▶ Work to do
Continue the forum thread welcoming a new bodybuilder, picking up after its final post header.

▶ Passage given
# # # # #
# hello



## Guest (Jan 20, 2006)

just a quick note to let you know a bit about me

im 25 male and live in north east england

i have just started out body building and want to acheive my maximum goal.


----------



## Guest (Jan 20, 2006)

Hi mate,

i'm new here aswell but let me be the first to welcome you.

cheers


----------



## Guest (Jan 20, 2006)

welcome m8


----------



## nick500 (Dec 12, 2005)

hey cardiomachine

Nick


----------



## funbos1466867924 (Jul 23, 2005)

welcome m8


----------



## dongle (May 19, 2006)

Welcome aboard mate.


----------



## Guest (Feb 5, 2006)

welcome bro


----------



## Guest (Feb 5, 2006)

new here too. been many many years since i did any excercise let alone lifting so lets see how it goes eh?


----------



## Guest (Feb 5, 2006)
# # # # #
▶ Data extract
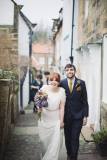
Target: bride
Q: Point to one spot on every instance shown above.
(52, 119)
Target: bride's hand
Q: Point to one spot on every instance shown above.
(61, 124)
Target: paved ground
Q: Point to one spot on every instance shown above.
(24, 143)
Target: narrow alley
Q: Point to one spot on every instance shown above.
(24, 142)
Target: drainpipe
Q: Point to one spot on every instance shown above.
(30, 53)
(72, 33)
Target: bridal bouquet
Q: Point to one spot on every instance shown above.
(40, 101)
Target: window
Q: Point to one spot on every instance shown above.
(42, 60)
(49, 61)
(86, 8)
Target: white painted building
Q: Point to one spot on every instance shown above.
(23, 47)
(24, 28)
(89, 59)
(6, 12)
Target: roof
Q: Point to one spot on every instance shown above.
(42, 48)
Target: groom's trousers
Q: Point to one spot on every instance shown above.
(72, 131)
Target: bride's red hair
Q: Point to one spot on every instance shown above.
(54, 76)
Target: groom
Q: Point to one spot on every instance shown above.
(76, 110)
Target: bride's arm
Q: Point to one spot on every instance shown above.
(61, 114)
(62, 108)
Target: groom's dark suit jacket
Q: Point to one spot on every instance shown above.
(76, 106)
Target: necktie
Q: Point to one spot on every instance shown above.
(70, 85)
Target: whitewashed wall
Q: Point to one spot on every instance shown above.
(23, 45)
(89, 64)
(104, 95)
(58, 50)
(67, 24)
(6, 12)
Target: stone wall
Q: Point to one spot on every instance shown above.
(8, 110)
(104, 115)
(92, 27)
(9, 48)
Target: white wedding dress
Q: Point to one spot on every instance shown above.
(49, 126)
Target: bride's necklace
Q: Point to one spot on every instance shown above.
(55, 90)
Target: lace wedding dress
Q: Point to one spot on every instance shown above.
(49, 126)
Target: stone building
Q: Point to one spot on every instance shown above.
(15, 51)
(43, 55)
(91, 56)
(84, 40)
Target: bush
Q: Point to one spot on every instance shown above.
(100, 136)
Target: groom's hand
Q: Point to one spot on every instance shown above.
(61, 124)
(84, 121)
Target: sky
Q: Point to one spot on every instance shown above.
(41, 10)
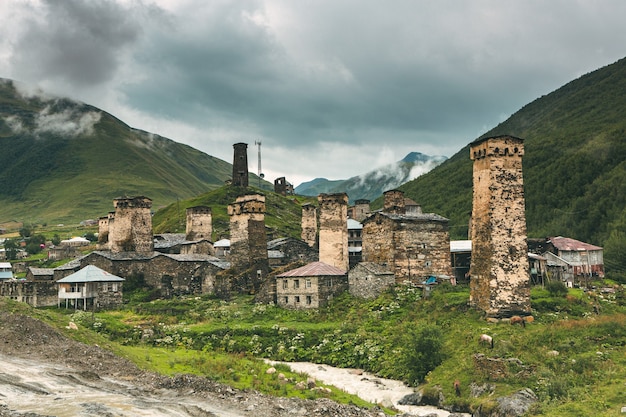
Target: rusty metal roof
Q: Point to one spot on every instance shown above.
(572, 245)
(314, 269)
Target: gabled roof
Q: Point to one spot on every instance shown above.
(354, 225)
(314, 269)
(572, 245)
(90, 273)
(222, 243)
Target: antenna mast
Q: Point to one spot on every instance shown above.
(260, 173)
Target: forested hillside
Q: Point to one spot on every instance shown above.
(574, 166)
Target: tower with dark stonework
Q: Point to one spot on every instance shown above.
(500, 280)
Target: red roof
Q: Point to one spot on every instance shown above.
(572, 245)
(314, 269)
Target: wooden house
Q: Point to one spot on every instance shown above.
(90, 287)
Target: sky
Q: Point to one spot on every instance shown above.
(330, 88)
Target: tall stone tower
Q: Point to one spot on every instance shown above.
(130, 229)
(248, 241)
(333, 242)
(309, 224)
(500, 280)
(240, 165)
(199, 223)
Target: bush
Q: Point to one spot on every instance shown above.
(423, 353)
(556, 288)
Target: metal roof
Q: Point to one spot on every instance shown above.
(314, 269)
(573, 245)
(90, 273)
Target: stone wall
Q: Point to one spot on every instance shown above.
(500, 281)
(171, 274)
(413, 247)
(248, 240)
(309, 224)
(333, 241)
(309, 292)
(199, 223)
(130, 229)
(369, 280)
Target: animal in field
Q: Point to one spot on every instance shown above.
(518, 320)
(486, 339)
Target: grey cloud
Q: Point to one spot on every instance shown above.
(78, 42)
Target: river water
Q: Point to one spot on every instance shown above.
(366, 386)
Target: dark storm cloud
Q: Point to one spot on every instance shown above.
(336, 79)
(75, 41)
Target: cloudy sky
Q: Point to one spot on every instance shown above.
(331, 88)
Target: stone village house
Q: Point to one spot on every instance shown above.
(310, 286)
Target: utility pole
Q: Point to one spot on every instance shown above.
(259, 173)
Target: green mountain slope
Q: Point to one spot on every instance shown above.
(574, 166)
(63, 161)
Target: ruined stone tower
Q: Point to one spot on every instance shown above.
(199, 223)
(309, 224)
(240, 165)
(500, 280)
(333, 242)
(130, 228)
(248, 241)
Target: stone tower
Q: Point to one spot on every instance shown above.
(130, 228)
(500, 280)
(309, 224)
(240, 165)
(333, 242)
(199, 223)
(248, 241)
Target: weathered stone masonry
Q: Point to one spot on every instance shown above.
(248, 241)
(130, 229)
(500, 282)
(333, 237)
(413, 245)
(199, 223)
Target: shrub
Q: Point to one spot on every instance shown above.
(556, 288)
(423, 352)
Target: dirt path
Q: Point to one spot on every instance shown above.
(43, 373)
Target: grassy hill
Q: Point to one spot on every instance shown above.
(63, 161)
(574, 166)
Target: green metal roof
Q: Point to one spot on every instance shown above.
(90, 273)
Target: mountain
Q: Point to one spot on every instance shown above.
(574, 166)
(65, 161)
(372, 184)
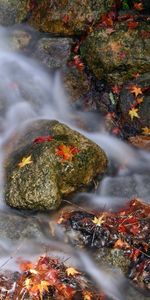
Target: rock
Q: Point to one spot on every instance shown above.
(53, 52)
(52, 173)
(9, 10)
(118, 55)
(129, 100)
(140, 141)
(64, 17)
(16, 227)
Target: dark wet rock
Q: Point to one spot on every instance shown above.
(9, 9)
(52, 175)
(20, 39)
(118, 55)
(53, 52)
(64, 17)
(128, 100)
(117, 239)
(127, 186)
(16, 227)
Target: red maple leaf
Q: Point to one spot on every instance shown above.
(133, 25)
(42, 139)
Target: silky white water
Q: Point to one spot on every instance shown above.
(28, 92)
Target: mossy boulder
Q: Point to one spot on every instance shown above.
(58, 167)
(65, 16)
(116, 55)
(9, 10)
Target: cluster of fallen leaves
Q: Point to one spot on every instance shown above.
(49, 278)
(127, 230)
(66, 152)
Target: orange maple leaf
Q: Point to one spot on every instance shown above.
(138, 6)
(67, 152)
(133, 113)
(146, 130)
(135, 90)
(115, 47)
(71, 271)
(25, 161)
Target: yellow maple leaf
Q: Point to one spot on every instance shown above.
(98, 221)
(25, 161)
(140, 100)
(72, 271)
(133, 113)
(146, 130)
(43, 286)
(115, 47)
(27, 283)
(136, 90)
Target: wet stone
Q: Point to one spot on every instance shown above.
(63, 163)
(118, 55)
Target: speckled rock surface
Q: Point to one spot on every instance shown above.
(118, 55)
(41, 184)
(65, 17)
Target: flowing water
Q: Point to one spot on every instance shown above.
(29, 92)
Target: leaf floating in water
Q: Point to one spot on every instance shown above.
(136, 90)
(42, 139)
(25, 161)
(72, 271)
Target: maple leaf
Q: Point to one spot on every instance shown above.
(67, 152)
(43, 287)
(116, 89)
(71, 271)
(133, 24)
(27, 283)
(146, 130)
(25, 161)
(138, 6)
(133, 113)
(99, 221)
(42, 139)
(87, 295)
(115, 47)
(121, 244)
(135, 90)
(139, 100)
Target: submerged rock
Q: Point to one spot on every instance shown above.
(59, 161)
(116, 56)
(64, 17)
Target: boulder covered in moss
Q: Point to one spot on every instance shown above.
(49, 162)
(135, 97)
(9, 10)
(65, 16)
(116, 54)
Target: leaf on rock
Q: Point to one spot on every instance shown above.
(66, 152)
(42, 139)
(25, 161)
(138, 6)
(146, 131)
(136, 90)
(71, 271)
(99, 221)
(133, 113)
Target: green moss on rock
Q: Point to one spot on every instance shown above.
(117, 56)
(42, 184)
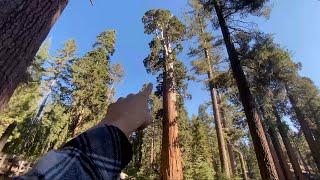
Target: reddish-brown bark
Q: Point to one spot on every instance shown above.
(23, 27)
(264, 157)
(292, 154)
(171, 164)
(306, 131)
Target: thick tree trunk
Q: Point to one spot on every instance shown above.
(243, 165)
(306, 131)
(171, 164)
(5, 136)
(23, 27)
(218, 125)
(292, 154)
(264, 157)
(280, 153)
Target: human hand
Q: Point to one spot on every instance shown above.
(131, 113)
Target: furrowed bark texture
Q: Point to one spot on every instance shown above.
(7, 133)
(306, 131)
(24, 24)
(292, 154)
(171, 164)
(243, 165)
(265, 161)
(218, 123)
(220, 135)
(280, 153)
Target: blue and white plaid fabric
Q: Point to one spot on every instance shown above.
(99, 153)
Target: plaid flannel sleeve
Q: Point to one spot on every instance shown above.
(99, 153)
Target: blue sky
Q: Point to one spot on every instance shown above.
(294, 23)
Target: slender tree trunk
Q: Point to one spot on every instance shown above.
(232, 159)
(226, 125)
(264, 157)
(77, 125)
(171, 164)
(243, 165)
(293, 156)
(152, 144)
(220, 135)
(23, 27)
(280, 153)
(306, 131)
(139, 142)
(272, 147)
(7, 133)
(305, 165)
(218, 124)
(275, 159)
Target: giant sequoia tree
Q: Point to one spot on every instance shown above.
(269, 68)
(206, 63)
(92, 78)
(225, 10)
(20, 20)
(167, 33)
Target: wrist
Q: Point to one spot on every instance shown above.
(118, 125)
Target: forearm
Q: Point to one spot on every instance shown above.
(99, 153)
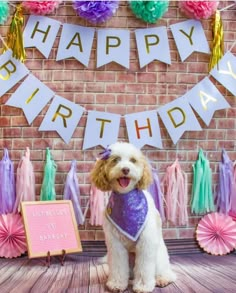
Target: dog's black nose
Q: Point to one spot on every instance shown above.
(125, 171)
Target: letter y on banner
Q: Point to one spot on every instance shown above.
(63, 117)
(11, 71)
(41, 32)
(189, 37)
(206, 99)
(113, 45)
(143, 128)
(178, 117)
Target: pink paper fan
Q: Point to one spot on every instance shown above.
(216, 233)
(198, 9)
(12, 236)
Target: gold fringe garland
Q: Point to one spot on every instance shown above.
(15, 35)
(218, 41)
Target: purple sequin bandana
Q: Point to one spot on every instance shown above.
(128, 212)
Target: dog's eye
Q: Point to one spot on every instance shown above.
(115, 160)
(133, 160)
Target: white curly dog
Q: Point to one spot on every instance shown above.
(131, 220)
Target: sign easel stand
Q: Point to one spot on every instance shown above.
(48, 258)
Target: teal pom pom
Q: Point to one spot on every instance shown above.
(4, 11)
(149, 11)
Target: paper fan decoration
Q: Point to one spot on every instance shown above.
(96, 11)
(198, 9)
(12, 236)
(216, 233)
(40, 7)
(149, 11)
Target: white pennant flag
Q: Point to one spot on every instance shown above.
(206, 99)
(11, 71)
(41, 32)
(31, 96)
(63, 117)
(101, 129)
(113, 45)
(76, 41)
(189, 37)
(225, 72)
(143, 129)
(152, 44)
(178, 117)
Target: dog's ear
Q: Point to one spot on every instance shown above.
(98, 175)
(146, 179)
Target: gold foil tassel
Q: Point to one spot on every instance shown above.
(15, 35)
(218, 41)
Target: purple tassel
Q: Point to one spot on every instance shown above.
(155, 190)
(225, 186)
(72, 192)
(96, 11)
(7, 184)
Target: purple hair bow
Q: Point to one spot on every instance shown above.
(105, 154)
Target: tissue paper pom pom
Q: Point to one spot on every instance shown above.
(4, 11)
(95, 11)
(149, 11)
(198, 9)
(40, 7)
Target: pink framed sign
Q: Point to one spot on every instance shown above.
(50, 227)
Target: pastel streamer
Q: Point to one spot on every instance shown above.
(7, 186)
(202, 197)
(25, 181)
(156, 192)
(72, 192)
(225, 186)
(48, 186)
(175, 192)
(97, 206)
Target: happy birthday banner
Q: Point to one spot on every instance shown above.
(113, 45)
(102, 128)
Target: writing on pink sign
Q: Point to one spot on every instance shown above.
(50, 227)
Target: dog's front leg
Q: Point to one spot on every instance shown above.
(144, 269)
(118, 263)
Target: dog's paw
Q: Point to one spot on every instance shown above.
(162, 281)
(143, 288)
(115, 286)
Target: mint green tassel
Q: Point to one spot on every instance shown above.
(202, 197)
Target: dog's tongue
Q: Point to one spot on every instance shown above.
(124, 181)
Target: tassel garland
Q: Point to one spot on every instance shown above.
(15, 35)
(202, 197)
(174, 186)
(218, 41)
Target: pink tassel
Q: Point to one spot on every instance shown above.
(97, 206)
(233, 195)
(174, 185)
(25, 181)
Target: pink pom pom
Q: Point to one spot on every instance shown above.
(198, 9)
(40, 7)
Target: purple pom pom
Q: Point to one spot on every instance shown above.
(96, 11)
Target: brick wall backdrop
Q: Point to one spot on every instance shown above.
(114, 89)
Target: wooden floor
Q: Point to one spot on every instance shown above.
(199, 272)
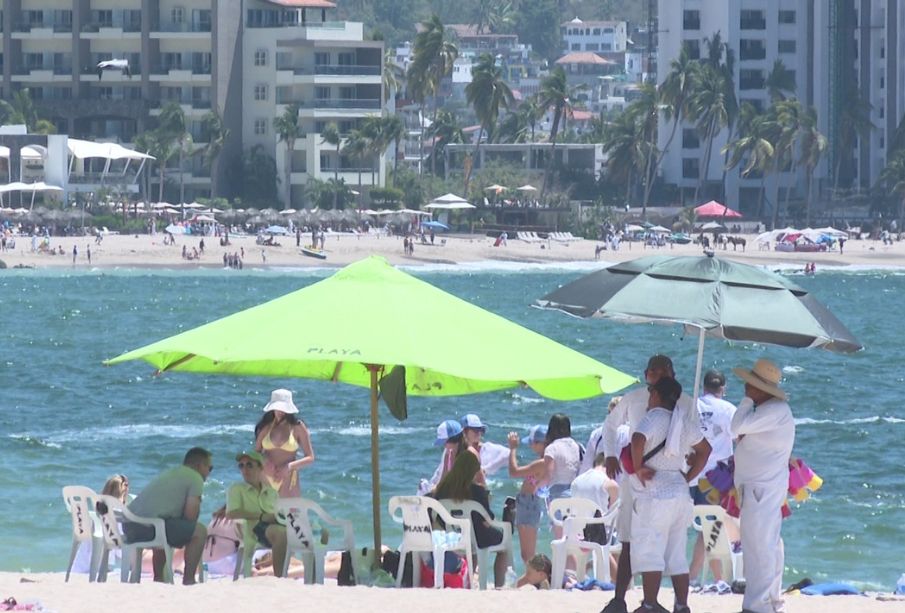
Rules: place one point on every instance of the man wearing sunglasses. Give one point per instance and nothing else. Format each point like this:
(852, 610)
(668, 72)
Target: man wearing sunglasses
(175, 497)
(254, 501)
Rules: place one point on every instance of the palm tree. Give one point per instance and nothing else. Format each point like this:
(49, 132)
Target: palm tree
(488, 93)
(21, 109)
(893, 176)
(357, 148)
(855, 123)
(675, 95)
(556, 94)
(752, 146)
(813, 146)
(288, 130)
(331, 136)
(393, 131)
(780, 81)
(433, 56)
(709, 108)
(444, 131)
(171, 129)
(646, 110)
(216, 133)
(625, 150)
(789, 120)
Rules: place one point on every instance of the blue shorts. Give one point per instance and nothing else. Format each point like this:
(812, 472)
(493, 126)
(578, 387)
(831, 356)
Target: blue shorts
(528, 509)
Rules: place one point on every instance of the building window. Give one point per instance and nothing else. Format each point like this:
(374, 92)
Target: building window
(690, 139)
(787, 46)
(694, 49)
(752, 20)
(690, 168)
(691, 20)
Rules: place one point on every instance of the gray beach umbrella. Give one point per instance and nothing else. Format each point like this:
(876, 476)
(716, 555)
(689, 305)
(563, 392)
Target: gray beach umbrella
(721, 298)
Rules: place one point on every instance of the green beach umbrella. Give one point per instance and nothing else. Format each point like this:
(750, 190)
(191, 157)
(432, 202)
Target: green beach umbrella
(357, 325)
(720, 298)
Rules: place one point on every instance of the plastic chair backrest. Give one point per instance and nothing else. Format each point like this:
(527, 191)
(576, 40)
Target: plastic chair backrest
(579, 508)
(416, 521)
(713, 528)
(109, 514)
(80, 502)
(299, 533)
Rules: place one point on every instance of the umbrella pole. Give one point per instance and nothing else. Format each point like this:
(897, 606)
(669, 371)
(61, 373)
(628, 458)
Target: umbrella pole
(375, 463)
(697, 370)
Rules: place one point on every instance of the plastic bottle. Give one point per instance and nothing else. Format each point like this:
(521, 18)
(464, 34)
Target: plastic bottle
(512, 578)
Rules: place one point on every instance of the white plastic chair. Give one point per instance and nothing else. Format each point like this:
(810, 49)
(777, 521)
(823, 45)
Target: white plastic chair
(711, 521)
(418, 536)
(464, 509)
(80, 503)
(116, 513)
(573, 514)
(294, 512)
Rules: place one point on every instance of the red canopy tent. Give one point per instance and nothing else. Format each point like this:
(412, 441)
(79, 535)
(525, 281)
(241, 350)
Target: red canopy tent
(715, 209)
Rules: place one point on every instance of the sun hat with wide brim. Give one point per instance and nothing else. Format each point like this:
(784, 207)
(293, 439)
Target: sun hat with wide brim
(281, 400)
(765, 376)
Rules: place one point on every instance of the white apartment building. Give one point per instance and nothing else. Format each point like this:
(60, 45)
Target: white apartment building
(759, 32)
(245, 59)
(830, 47)
(597, 36)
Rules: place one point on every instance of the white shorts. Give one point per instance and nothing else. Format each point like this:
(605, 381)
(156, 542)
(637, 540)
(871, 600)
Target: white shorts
(660, 535)
(624, 521)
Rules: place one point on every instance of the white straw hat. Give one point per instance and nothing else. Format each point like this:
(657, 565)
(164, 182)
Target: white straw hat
(765, 376)
(281, 400)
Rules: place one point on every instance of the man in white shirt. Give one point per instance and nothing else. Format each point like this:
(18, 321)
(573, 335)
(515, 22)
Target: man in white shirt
(765, 429)
(716, 423)
(661, 512)
(630, 410)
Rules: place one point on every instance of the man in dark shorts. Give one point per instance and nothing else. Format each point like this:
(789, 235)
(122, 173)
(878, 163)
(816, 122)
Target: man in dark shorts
(254, 500)
(175, 497)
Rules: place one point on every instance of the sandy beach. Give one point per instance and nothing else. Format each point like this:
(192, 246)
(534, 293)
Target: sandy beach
(269, 594)
(149, 251)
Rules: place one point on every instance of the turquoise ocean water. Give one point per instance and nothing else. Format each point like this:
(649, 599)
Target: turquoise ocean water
(66, 419)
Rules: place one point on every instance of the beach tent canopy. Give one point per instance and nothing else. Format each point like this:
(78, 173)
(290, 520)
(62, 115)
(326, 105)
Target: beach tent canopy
(318, 332)
(715, 209)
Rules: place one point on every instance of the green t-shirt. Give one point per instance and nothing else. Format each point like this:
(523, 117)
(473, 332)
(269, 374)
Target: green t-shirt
(165, 496)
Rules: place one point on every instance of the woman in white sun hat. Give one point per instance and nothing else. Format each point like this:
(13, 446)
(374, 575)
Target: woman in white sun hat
(278, 436)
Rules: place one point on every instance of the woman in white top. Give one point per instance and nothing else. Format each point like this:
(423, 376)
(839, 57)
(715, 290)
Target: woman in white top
(562, 459)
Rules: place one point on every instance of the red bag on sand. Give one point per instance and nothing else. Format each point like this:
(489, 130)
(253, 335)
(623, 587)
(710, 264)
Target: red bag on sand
(454, 579)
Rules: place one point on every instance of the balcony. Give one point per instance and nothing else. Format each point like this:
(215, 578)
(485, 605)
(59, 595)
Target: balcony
(42, 29)
(343, 103)
(182, 29)
(347, 69)
(752, 23)
(751, 83)
(106, 29)
(752, 53)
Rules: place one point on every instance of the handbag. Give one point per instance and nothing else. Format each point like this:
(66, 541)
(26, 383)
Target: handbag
(625, 456)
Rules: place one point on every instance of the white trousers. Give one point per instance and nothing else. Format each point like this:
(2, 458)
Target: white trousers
(762, 550)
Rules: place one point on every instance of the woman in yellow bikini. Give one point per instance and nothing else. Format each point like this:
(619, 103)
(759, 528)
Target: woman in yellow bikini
(278, 436)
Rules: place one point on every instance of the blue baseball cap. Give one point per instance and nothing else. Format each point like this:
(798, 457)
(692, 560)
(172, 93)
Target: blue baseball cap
(472, 421)
(446, 431)
(537, 434)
# # # # #
▶ Response
new here too. been many many years since i did any excercise let alone lifting so lets see how it goes eh?


----------



## Guest (Feb 5, 2006)

welcome borgyz

good to have you here


----------



## Guest (Feb 5, 2006)

thank you, have only been on five minutes but picked up plenty of good advice already. v impressed.


----------



## Guest (Feb 5, 2006)

its good to see you like the site


----------



## Guest (Feb 7, 2006)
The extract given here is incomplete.